**EXERCISE INSTRUCTIONS:** Lay out all of the material below as a JSON list of strings, one string per line, with blank lines dropped and the pictures left out.

**DATA IN THIS EXERCISE:**

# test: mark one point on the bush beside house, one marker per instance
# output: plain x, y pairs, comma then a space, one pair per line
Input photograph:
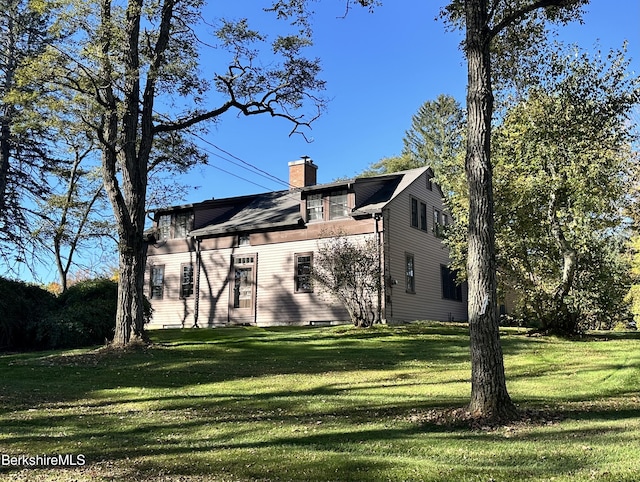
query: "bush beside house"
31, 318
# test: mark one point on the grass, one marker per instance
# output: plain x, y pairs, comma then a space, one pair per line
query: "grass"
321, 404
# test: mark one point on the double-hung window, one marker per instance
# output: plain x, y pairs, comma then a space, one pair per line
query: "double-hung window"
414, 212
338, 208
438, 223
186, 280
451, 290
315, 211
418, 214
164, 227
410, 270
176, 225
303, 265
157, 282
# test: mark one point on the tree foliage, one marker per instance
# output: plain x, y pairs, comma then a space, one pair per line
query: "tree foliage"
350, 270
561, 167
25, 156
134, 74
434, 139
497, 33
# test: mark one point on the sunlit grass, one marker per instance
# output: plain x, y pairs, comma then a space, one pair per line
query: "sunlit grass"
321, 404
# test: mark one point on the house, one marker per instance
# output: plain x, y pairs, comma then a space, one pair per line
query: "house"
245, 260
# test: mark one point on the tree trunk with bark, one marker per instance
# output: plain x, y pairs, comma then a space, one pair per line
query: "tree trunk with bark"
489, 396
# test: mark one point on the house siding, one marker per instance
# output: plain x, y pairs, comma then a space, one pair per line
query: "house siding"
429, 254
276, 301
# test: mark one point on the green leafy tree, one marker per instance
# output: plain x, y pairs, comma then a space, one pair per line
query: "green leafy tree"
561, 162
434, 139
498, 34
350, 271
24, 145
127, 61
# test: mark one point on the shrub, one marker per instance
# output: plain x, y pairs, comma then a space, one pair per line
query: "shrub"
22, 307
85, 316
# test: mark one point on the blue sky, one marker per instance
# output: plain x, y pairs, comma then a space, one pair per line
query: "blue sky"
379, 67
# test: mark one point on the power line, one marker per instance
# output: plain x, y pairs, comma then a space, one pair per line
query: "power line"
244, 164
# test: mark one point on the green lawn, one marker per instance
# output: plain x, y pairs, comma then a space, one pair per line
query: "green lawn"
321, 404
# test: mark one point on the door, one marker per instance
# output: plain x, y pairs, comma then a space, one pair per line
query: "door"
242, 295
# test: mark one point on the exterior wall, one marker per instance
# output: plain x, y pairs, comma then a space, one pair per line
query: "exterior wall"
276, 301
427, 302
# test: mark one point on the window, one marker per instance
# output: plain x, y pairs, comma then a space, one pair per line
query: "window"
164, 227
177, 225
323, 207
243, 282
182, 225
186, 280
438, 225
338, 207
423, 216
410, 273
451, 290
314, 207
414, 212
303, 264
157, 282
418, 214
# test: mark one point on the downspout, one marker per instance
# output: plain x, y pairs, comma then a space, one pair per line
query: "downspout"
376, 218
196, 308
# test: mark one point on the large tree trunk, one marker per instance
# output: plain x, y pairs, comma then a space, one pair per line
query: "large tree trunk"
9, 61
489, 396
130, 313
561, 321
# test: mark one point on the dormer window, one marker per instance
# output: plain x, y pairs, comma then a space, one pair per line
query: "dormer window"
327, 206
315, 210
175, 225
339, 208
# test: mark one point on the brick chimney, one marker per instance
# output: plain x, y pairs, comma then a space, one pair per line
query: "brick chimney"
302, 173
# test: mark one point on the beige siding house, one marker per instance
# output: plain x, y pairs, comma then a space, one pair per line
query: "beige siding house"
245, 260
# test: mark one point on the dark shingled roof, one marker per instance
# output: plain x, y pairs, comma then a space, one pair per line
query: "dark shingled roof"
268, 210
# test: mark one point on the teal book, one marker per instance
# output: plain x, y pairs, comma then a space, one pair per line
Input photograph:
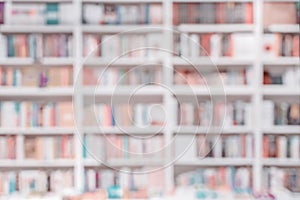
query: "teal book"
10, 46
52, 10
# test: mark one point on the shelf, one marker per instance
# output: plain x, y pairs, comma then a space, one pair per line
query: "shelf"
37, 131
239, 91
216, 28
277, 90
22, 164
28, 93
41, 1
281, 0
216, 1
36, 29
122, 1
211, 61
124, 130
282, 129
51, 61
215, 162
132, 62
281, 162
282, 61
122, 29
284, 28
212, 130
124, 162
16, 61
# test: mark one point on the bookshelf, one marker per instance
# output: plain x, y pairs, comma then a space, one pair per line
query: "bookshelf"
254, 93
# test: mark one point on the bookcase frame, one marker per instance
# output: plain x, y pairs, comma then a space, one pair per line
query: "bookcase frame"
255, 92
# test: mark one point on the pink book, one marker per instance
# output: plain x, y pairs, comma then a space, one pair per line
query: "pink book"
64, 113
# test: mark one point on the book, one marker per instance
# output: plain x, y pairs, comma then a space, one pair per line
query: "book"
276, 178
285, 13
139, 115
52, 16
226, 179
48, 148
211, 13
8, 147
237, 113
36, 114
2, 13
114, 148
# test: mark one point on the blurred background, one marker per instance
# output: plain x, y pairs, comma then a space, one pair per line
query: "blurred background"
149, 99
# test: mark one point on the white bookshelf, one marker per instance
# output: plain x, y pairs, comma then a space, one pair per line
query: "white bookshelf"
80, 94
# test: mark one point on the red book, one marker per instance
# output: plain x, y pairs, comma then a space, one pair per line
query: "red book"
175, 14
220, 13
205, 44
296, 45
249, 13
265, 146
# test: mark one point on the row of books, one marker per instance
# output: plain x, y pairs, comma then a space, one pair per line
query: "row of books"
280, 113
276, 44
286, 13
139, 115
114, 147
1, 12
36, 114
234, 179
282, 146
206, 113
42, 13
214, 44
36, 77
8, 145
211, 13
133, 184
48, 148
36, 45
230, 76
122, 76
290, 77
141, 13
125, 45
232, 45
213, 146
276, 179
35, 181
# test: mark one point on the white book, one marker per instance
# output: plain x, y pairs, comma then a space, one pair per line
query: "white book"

**PROBLEM SOLUTION:**
[
  "# test: mark one point on the bush beside house, one marker per instance",
  "# output: plain x, y pairs, comma then a space, one pair per line",
  "Input photograph:",
  "query: \"bush beside house\"",
  "31, 318",
  "# test: mark one point on the grass, one marker per instance",
  "# output: plain x, y pairs, comma then a space, one pair per line",
  "query: \"grass\"",
  "321, 404",
  "# test: mark one point on the double-hung window, one marker per instance",
  "# output: plain x, y pairs, comma then a space, one pair per line",
  "query: \"double-hung window\"",
  "414, 212",
  "338, 208",
  "438, 223",
  "186, 280",
  "451, 290",
  "315, 211",
  "418, 214",
  "164, 227",
  "410, 270",
  "176, 225",
  "303, 265",
  "157, 282",
  "# test: mark one point on the tree foliage, one marker per instance",
  "# output: plain x, y pairs, comma then a space, one pair per line",
  "query: \"tree foliage\"",
  "350, 270",
  "561, 167",
  "25, 156",
  "134, 74",
  "434, 139",
  "497, 33",
  "# test: mark one point on the sunlit grass, one marker per instance",
  "# output: plain x, y pairs, comma then a space, one pair per line",
  "query: \"sunlit grass\"",
  "321, 404",
  "# test: mark one point on the house, one marker per instance",
  "# output: plain x, y pairs, comma then a space, one pair per line",
  "query: \"house\"",
  "245, 260",
  "# test: mark one point on the tree trunk with bark, one marker per instance",
  "# output: plain x, y pairs, comma then a space, one pair per line",
  "query: \"tree trunk with bark\"",
  "489, 396",
  "# test: mark one point on the house siding, one marker per instance",
  "# output: plain x, y pairs, comma then a space, one pair per line",
  "query: \"house siding\"",
  "429, 254",
  "276, 301",
  "# test: mark one point on the green leafy tree, one marker per instance",
  "# output: plain x, y pairs, comma then a space, one pair per line",
  "query: \"green leafy tree\"",
  "561, 162",
  "434, 139",
  "498, 34",
  "350, 271",
  "24, 145",
  "127, 61",
  "# test: mark one point on the shrub, one marker per instance",
  "# output: plain x, y pairs, comma then a space, one pair per line",
  "query: \"shrub\"",
  "22, 307",
  "85, 316",
  "# test: mark one point on the blue sky, one marker per instance",
  "# output: plain x, y pairs, comma then a space, one pair per line",
  "query: \"blue sky\"",
  "379, 67",
  "# test: mark one point on the power line, one marker per instance",
  "# output: plain x, y pairs, comma then a space, one pair per line",
  "query: \"power line\"",
  "244, 164",
  "# test: mark one point on the green lawn, one marker per instance",
  "# output: plain x, y pairs, comma then a space, one pair per line",
  "query: \"green lawn\"",
  "321, 404",
  "# test: mark one point on the door, one marker per instance",
  "# output: plain x, y pairs, comma then a space, one pair per line",
  "query: \"door\"",
  "242, 295",
  "# test: mark one point on the exterior wall, one marker per instance",
  "# output: plain x, y pairs, comma then a space, one pair per line",
  "query: \"exterior wall\"",
  "276, 301",
  "427, 302",
  "# test: mark one point on the window, one marker per instance",
  "# output: plain x, y pairs, comma then a space, one pair per line",
  "query: \"window\"",
  "164, 227",
  "177, 225",
  "323, 207",
  "243, 282",
  "182, 225",
  "186, 280",
  "438, 225",
  "338, 207",
  "423, 216",
  "410, 273",
  "451, 290",
  "314, 207",
  "414, 212",
  "303, 264",
  "157, 282",
  "418, 214",
  "# test: mark one point on the downspout, one marker per instance",
  "# output: plain x, y pairs, comma then a space, one pair per line",
  "query: \"downspout\"",
  "376, 218",
  "196, 308",
  "# test: mark one point on the large tree trunk, one marker per instance",
  "# output: plain x, y pairs, comma then a space, one pair per line",
  "query: \"large tree trunk\"",
  "9, 61",
  "489, 396",
  "130, 313",
  "561, 321",
  "# test: mark one point on the dormer window, one marker per instance",
  "# output: plain x, y pairs, comma then a space, one pair per line",
  "query: \"dormer window\"",
  "327, 206",
  "315, 210",
  "175, 225",
  "339, 208",
  "# test: mark one point on the brick chimney, one marker per instance",
  "# output: plain x, y pairs, comma then a space, one pair per line",
  "query: \"brick chimney\"",
  "302, 173",
  "# test: mark one point on the beige siding house, one marker per instance",
  "# output: plain x, y pairs, comma then a space, one pair per line",
  "query: \"beige siding house\"",
  "245, 260",
  "# test: mark one point on the dark shingled roof, one marker per instance",
  "# output: plain x, y pairs, comma then a space, one pair per line",
  "query: \"dark shingled roof\"",
  "268, 210",
  "# test: mark one point on the teal book, one marker per instance",
  "# output: plain x, y pairs, comma then a space, one pair per line",
  "Input photograph:",
  "query: \"teal book\"",
  "10, 46",
  "52, 10",
  "# test: mark one point on the shelf, one marker per instance",
  "# output: plain x, y pairs, comma then a space, one pair per line",
  "query: \"shelf\"",
  "37, 131",
  "239, 91",
  "216, 28",
  "277, 90",
  "22, 164",
  "28, 93",
  "41, 1",
  "281, 0",
  "216, 1",
  "36, 29",
  "122, 1",
  "211, 61",
  "124, 130",
  "282, 129",
  "51, 61",
  "215, 162",
  "132, 62",
  "281, 162",
  "282, 61",
  "122, 29",
  "284, 28",
  "212, 130",
  "124, 162",
  "16, 61",
  "# test: mark one point on the bookshelf, one marker per instance",
  "# output: plain x, y pairs, comma then a space, one pair per line",
  "query: \"bookshelf\"",
  "254, 93",
  "# test: mark one point on the bookcase frame, one marker per instance",
  "# output: plain x, y pairs, comma then a space, one pair per line",
  "query: \"bookcase frame\"",
  "255, 92",
  "# test: mark one point on the pink book, one marker per instance",
  "# output: plain x, y pairs, comma then a space, one pair per line",
  "query: \"pink book\"",
  "64, 113",
  "# test: mark one point on the book, one marker per instance",
  "# output: plain x, y pairs, comma then a space, one pair per line",
  "query: \"book\"",
  "276, 178",
  "285, 13",
  "139, 115",
  "52, 16",
  "226, 179",
  "48, 148",
  "211, 13",
  "8, 147",
  "237, 113",
  "36, 114",
  "2, 13",
  "114, 148",
  "# test: mark one point on the blurred background, one marker per instance",
  "# output: plain x, y pairs, comma then a space, one pair per line",
  "query: \"blurred background\"",
  "149, 99",
  "# test: mark one point on the white bookshelf, one marker per instance",
  "# output: plain x, y pairs, comma then a space, one pair per line",
  "query: \"white bookshelf\"",
  "80, 94",
  "# test: mark one point on the red book, one marker per instance",
  "# output: plain x, y pairs, comma then a space, one pair per line",
  "query: \"red book\"",
  "175, 14",
  "220, 13",
  "205, 44",
  "296, 45",
  "249, 13",
  "265, 146",
  "# test: mark one point on the row of books, one marker per instance",
  "# output: plain x, y pairs, comma then a space, one pair per line",
  "query: \"row of books\"",
  "280, 113",
  "276, 44",
  "286, 13",
  "139, 115",
  "114, 147",
  "1, 12",
  "36, 114",
  "234, 179",
  "282, 146",
  "206, 113",
  "42, 13",
  "214, 44",
  "36, 77",
  "8, 145",
  "211, 13",
  "133, 184",
  "48, 148",
  "36, 45",
  "230, 76",
  "122, 76",
  "290, 77",
  "141, 13",
  "125, 45",
  "232, 45",
  "213, 146",
  "276, 179",
  "35, 181",
  "# test: mark one point on the white book, one marker per instance",
  "# output: plain x, y pairs, comma then a space, one pair per line",
  "query: \"white book\""
]